* [REQUIREMENT]
Search the material for the word "banner" and report each line where it turns up.

* [GIVEN INFORMATION]
'''

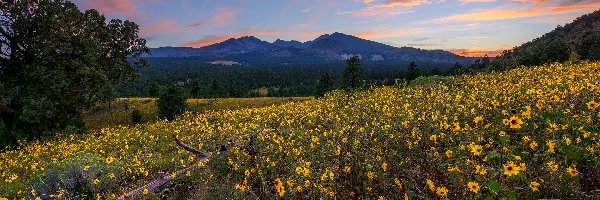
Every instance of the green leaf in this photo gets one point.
(512, 196)
(503, 139)
(494, 186)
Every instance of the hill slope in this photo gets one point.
(582, 36)
(528, 132)
(334, 46)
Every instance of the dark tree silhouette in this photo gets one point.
(171, 102)
(354, 73)
(56, 62)
(325, 84)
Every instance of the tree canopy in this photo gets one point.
(353, 74)
(56, 61)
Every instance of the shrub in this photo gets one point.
(80, 176)
(428, 81)
(136, 116)
(171, 102)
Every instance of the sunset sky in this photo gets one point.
(466, 27)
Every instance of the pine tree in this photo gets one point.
(171, 102)
(324, 85)
(456, 69)
(353, 74)
(413, 72)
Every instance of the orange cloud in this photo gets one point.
(477, 52)
(404, 3)
(219, 19)
(212, 39)
(310, 34)
(390, 34)
(476, 1)
(511, 13)
(387, 8)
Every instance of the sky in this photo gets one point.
(465, 27)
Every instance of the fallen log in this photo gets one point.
(154, 185)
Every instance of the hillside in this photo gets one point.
(582, 36)
(328, 47)
(528, 133)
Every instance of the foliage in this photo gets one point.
(353, 74)
(136, 116)
(581, 36)
(431, 81)
(77, 177)
(325, 85)
(457, 69)
(171, 102)
(413, 72)
(56, 61)
(103, 116)
(531, 132)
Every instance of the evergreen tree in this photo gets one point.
(456, 69)
(154, 90)
(413, 72)
(589, 47)
(485, 60)
(136, 116)
(171, 102)
(195, 91)
(353, 74)
(215, 88)
(57, 61)
(556, 51)
(324, 85)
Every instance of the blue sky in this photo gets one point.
(466, 27)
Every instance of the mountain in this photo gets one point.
(580, 37)
(335, 46)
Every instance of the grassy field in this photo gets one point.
(527, 133)
(119, 111)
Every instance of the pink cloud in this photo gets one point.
(390, 34)
(212, 39)
(161, 26)
(111, 7)
(387, 8)
(477, 52)
(500, 13)
(220, 19)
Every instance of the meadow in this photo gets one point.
(526, 133)
(118, 112)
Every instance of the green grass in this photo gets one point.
(119, 111)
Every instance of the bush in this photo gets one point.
(171, 102)
(431, 81)
(80, 176)
(136, 116)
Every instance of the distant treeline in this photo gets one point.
(203, 80)
(578, 40)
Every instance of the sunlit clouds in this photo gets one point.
(451, 24)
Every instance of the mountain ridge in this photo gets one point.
(335, 46)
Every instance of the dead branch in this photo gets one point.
(154, 185)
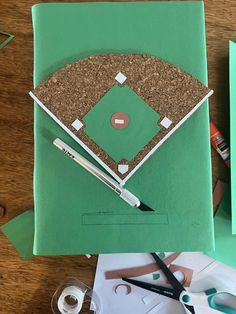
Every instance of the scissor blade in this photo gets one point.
(189, 309)
(167, 292)
(169, 275)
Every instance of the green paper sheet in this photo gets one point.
(225, 242)
(20, 231)
(140, 130)
(232, 83)
(9, 37)
(175, 181)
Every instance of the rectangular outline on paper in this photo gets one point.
(124, 219)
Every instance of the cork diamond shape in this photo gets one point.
(121, 143)
(125, 118)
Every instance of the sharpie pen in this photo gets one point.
(219, 143)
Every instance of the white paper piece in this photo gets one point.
(120, 78)
(140, 301)
(119, 121)
(166, 122)
(123, 168)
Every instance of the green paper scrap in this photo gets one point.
(232, 83)
(20, 231)
(121, 143)
(225, 242)
(7, 40)
(64, 192)
(156, 276)
(161, 255)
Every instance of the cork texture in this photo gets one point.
(71, 92)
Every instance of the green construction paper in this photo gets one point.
(121, 143)
(7, 40)
(225, 242)
(156, 276)
(232, 84)
(20, 231)
(161, 255)
(175, 180)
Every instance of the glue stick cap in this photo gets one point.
(213, 129)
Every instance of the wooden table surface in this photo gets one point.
(27, 286)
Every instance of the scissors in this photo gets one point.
(189, 300)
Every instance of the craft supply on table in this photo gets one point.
(2, 211)
(7, 38)
(73, 297)
(163, 181)
(100, 175)
(219, 143)
(189, 300)
(232, 92)
(121, 124)
(206, 272)
(218, 193)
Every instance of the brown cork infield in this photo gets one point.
(120, 107)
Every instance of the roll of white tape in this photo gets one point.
(71, 300)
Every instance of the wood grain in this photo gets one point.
(27, 287)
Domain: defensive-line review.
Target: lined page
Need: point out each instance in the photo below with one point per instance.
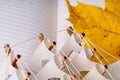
(21, 20)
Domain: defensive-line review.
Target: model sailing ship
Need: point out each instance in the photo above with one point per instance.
(71, 62)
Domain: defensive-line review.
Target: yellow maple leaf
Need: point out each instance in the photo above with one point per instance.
(101, 26)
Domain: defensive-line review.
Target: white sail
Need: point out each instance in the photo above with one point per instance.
(114, 70)
(41, 56)
(96, 73)
(50, 70)
(18, 75)
(82, 63)
(7, 69)
(69, 46)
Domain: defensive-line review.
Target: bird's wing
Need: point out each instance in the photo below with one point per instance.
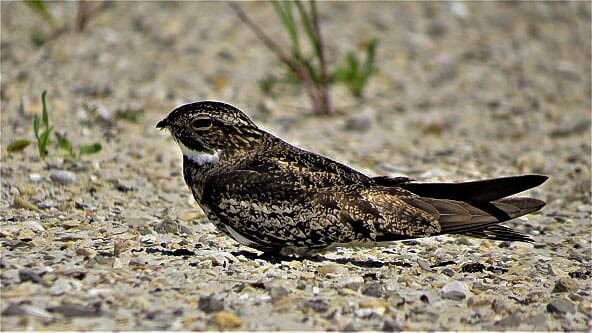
(373, 214)
(305, 168)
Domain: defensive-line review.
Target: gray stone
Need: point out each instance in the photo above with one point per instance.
(277, 293)
(359, 123)
(455, 290)
(64, 177)
(373, 290)
(211, 303)
(561, 306)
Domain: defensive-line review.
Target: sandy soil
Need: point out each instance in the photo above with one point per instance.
(465, 90)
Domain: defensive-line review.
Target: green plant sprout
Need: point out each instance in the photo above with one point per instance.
(354, 74)
(43, 138)
(310, 69)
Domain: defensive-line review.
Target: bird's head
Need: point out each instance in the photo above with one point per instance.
(204, 130)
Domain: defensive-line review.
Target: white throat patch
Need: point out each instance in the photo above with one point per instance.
(200, 158)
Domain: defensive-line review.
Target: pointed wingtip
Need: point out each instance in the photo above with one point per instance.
(536, 180)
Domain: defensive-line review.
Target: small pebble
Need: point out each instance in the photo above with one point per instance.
(561, 306)
(209, 304)
(35, 177)
(455, 290)
(64, 177)
(227, 320)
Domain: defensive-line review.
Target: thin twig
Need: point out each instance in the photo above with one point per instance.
(322, 63)
(318, 95)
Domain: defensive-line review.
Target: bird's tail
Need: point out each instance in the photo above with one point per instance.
(475, 208)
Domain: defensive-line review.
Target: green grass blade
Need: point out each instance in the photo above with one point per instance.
(18, 145)
(369, 67)
(64, 143)
(38, 6)
(45, 113)
(36, 126)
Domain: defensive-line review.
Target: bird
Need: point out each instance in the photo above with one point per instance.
(272, 196)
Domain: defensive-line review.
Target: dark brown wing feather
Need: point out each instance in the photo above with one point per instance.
(481, 190)
(477, 219)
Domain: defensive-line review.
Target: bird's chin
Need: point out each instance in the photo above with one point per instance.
(199, 156)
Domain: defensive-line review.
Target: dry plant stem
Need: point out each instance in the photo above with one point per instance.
(318, 94)
(325, 96)
(86, 11)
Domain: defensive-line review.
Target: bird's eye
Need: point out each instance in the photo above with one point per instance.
(201, 124)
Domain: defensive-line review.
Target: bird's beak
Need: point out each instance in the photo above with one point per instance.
(162, 124)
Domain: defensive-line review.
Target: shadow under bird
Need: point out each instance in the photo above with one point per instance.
(272, 196)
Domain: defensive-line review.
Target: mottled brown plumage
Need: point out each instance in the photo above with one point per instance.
(270, 195)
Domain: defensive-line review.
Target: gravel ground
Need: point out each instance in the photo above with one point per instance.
(465, 90)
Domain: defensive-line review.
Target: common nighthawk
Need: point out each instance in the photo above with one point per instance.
(270, 195)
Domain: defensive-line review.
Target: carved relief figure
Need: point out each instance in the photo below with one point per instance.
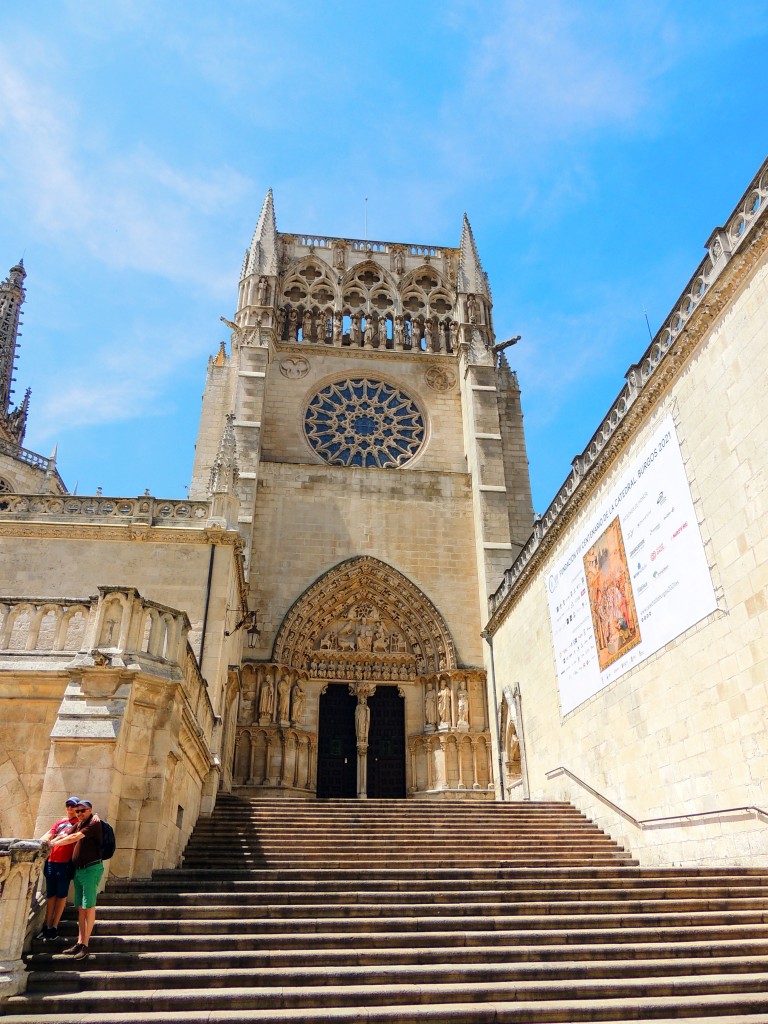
(454, 335)
(415, 334)
(361, 721)
(284, 696)
(109, 631)
(443, 705)
(428, 335)
(297, 704)
(398, 334)
(266, 700)
(463, 709)
(354, 330)
(430, 708)
(306, 326)
(369, 336)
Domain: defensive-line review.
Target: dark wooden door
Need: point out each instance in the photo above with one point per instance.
(386, 744)
(337, 749)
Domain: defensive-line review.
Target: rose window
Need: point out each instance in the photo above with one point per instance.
(364, 422)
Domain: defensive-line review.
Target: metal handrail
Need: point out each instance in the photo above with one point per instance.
(647, 823)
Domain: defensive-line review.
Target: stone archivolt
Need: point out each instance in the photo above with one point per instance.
(365, 614)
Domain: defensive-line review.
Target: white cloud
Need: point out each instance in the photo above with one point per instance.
(130, 211)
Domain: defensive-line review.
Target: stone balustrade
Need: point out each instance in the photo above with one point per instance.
(147, 510)
(20, 864)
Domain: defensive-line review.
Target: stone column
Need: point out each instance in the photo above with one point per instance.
(20, 864)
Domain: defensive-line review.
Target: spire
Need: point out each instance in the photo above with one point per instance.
(12, 423)
(472, 279)
(224, 470)
(262, 256)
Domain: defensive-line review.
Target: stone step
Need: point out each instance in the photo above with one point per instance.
(218, 939)
(428, 923)
(97, 979)
(718, 1010)
(431, 907)
(327, 956)
(389, 911)
(364, 995)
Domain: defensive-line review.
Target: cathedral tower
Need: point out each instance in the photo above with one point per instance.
(382, 489)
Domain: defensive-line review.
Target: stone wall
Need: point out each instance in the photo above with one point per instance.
(683, 732)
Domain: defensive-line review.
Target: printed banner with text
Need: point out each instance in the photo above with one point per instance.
(636, 578)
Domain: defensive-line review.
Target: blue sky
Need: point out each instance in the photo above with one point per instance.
(594, 146)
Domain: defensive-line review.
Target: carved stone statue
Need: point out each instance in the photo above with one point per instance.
(369, 335)
(415, 334)
(361, 721)
(454, 336)
(266, 701)
(443, 706)
(297, 704)
(284, 697)
(306, 326)
(320, 326)
(430, 708)
(398, 333)
(462, 710)
(428, 335)
(354, 330)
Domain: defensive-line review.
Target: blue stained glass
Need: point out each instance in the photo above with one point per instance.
(364, 422)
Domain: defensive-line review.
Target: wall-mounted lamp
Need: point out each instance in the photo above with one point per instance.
(248, 620)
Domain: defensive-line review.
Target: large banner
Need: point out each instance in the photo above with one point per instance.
(635, 579)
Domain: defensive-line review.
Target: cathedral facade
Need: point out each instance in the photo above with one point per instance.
(355, 599)
(307, 622)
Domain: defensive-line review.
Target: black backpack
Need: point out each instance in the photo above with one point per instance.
(108, 840)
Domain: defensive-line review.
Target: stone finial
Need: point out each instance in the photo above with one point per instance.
(262, 256)
(224, 471)
(12, 422)
(472, 279)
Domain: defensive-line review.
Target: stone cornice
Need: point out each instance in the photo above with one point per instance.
(732, 253)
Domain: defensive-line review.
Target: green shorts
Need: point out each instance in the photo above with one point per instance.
(86, 885)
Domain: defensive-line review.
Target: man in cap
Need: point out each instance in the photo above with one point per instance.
(89, 868)
(57, 870)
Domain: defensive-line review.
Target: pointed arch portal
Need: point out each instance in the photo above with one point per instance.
(364, 620)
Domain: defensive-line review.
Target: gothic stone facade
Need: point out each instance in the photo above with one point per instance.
(382, 473)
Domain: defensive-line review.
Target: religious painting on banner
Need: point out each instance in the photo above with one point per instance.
(634, 577)
(610, 596)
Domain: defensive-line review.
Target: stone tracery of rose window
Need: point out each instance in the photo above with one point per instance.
(364, 422)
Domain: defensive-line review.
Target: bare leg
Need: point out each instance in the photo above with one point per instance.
(86, 920)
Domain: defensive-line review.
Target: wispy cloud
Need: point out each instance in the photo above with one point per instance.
(128, 210)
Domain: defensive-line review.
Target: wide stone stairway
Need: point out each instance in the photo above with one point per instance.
(410, 911)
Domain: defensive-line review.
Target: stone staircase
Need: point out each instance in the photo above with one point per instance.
(398, 912)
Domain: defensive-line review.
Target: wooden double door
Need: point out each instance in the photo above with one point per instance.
(337, 747)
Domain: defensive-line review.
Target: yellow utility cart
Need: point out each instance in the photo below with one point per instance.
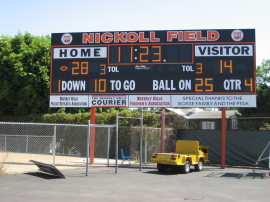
(187, 153)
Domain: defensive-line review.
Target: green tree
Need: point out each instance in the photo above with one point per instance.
(263, 73)
(263, 92)
(24, 74)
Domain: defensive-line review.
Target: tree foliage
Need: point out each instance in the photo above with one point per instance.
(24, 74)
(263, 73)
(263, 92)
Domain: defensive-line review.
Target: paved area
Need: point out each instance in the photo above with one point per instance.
(129, 184)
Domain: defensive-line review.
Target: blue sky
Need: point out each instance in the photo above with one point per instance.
(42, 17)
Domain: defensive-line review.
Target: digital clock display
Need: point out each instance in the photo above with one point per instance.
(179, 62)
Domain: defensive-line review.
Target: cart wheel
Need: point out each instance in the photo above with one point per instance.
(199, 166)
(161, 167)
(185, 168)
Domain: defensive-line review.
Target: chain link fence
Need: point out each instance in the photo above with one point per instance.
(65, 145)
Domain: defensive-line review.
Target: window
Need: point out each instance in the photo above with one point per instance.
(210, 125)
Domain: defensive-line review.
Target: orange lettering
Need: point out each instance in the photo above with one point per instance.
(212, 35)
(119, 37)
(105, 38)
(142, 39)
(171, 35)
(190, 35)
(88, 38)
(199, 36)
(153, 37)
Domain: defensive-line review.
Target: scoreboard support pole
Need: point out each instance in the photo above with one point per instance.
(163, 132)
(223, 138)
(93, 135)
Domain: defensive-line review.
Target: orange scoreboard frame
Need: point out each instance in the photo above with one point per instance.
(174, 62)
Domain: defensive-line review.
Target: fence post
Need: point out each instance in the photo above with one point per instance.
(116, 145)
(26, 146)
(54, 143)
(5, 143)
(108, 148)
(87, 147)
(141, 140)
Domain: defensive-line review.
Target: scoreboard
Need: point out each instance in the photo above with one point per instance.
(176, 68)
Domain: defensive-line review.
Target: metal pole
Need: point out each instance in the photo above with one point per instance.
(145, 148)
(141, 141)
(26, 149)
(163, 146)
(87, 147)
(108, 148)
(116, 145)
(5, 143)
(223, 138)
(54, 143)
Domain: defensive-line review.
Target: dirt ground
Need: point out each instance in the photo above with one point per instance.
(14, 163)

'''

* [ANSWER SPACE]
Target: printed banner with text
Target: large banner
Target: religious painting on banner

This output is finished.